> **CHALLENGE**:
Count the lines in the items below that contain the string "dirt", treating uppercase and lowercase letters as different, and reply with that number alone.

** Start of DATA FOR THIS EXERCISE **

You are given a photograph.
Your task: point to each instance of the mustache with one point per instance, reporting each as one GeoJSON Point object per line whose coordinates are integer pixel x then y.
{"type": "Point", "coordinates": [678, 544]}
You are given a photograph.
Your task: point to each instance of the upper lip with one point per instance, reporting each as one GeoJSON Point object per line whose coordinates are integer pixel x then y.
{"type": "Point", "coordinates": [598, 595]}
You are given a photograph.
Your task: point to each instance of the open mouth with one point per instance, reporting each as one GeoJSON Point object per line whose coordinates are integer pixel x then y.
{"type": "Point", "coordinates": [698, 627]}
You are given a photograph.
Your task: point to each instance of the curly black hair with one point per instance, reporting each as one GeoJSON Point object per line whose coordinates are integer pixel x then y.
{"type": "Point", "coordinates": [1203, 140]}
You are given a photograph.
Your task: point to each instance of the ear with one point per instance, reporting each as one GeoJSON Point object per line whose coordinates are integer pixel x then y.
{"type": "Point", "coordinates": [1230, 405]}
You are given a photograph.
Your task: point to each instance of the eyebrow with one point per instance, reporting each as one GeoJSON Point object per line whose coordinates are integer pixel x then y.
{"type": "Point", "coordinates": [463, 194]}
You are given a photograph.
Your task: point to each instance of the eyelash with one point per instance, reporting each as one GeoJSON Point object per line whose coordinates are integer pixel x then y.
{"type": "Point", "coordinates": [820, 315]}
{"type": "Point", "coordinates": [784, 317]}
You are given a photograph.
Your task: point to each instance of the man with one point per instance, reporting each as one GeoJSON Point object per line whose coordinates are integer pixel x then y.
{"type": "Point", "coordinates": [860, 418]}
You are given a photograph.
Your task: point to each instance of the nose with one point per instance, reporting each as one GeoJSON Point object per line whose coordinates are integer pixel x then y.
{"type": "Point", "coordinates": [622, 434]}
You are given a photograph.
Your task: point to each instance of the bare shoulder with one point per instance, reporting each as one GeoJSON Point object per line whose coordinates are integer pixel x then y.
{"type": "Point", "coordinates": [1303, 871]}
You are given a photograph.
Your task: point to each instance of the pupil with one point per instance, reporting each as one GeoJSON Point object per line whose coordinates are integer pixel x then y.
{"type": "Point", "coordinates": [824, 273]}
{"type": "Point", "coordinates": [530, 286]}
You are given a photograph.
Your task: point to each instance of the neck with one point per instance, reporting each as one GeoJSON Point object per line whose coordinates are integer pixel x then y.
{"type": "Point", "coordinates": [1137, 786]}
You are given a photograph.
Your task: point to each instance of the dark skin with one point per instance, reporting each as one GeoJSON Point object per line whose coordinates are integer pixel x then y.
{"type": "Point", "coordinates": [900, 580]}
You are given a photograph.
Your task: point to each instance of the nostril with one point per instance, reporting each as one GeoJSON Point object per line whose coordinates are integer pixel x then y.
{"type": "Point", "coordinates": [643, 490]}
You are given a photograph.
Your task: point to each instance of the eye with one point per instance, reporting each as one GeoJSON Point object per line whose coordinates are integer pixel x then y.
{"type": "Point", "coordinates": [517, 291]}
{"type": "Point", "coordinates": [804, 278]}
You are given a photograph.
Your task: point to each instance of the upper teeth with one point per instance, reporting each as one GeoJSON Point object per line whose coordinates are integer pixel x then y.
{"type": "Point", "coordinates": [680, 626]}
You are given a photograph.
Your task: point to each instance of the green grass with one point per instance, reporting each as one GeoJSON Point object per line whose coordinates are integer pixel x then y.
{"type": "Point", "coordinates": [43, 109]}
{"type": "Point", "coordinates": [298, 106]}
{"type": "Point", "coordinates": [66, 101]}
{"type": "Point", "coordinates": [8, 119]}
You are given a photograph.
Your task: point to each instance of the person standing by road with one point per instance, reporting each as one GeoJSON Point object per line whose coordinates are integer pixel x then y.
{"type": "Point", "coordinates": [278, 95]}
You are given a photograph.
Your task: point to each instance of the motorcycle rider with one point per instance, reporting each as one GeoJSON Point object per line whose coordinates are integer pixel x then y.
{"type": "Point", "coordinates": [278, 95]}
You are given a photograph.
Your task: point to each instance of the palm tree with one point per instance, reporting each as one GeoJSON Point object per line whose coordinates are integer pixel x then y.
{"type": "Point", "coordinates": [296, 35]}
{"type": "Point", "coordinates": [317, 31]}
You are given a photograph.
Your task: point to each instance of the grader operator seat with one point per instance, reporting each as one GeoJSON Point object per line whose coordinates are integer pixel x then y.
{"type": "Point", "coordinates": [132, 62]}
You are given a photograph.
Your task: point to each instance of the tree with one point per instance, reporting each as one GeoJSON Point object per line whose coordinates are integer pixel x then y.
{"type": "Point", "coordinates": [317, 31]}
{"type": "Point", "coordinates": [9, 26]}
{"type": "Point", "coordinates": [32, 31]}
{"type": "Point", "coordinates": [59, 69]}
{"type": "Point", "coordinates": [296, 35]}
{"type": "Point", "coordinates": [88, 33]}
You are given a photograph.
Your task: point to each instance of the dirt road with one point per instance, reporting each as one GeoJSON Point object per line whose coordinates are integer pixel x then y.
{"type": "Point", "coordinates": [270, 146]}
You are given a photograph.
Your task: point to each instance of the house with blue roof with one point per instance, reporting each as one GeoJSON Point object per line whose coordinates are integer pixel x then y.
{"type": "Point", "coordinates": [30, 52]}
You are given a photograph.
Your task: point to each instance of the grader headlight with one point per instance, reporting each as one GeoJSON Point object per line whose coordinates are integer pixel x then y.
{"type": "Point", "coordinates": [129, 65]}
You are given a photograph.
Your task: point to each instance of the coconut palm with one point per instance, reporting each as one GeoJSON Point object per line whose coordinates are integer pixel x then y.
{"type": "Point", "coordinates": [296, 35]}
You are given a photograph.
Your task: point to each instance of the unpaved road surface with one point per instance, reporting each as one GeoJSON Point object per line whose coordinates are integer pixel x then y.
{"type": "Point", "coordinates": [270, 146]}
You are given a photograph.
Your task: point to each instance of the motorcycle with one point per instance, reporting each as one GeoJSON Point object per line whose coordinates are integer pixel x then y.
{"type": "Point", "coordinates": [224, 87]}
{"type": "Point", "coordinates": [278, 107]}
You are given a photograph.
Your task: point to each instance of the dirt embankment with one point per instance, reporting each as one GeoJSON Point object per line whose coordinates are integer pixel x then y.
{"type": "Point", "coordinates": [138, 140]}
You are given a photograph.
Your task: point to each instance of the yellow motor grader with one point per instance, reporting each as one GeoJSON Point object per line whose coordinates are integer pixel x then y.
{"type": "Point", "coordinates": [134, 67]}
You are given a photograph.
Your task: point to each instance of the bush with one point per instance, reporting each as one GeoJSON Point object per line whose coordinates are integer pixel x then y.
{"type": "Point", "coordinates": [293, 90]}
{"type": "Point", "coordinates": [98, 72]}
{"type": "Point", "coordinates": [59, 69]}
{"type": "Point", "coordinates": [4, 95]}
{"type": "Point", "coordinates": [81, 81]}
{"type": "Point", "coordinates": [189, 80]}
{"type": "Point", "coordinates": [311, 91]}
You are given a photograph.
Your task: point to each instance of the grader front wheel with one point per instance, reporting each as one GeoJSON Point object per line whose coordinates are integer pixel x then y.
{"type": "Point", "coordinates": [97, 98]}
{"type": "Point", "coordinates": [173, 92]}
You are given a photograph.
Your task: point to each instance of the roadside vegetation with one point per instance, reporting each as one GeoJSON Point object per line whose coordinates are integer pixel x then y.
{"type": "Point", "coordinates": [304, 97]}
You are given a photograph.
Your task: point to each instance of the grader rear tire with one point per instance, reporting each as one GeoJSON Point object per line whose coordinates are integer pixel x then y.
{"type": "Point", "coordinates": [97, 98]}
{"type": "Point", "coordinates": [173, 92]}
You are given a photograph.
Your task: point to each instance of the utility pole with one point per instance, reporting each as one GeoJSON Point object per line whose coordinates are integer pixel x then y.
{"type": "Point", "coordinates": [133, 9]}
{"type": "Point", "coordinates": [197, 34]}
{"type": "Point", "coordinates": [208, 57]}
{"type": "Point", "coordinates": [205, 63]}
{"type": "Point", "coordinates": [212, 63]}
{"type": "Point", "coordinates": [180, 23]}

** End of DATA FOR THIS EXERCISE **

> **SOLUTION BELOW**:
2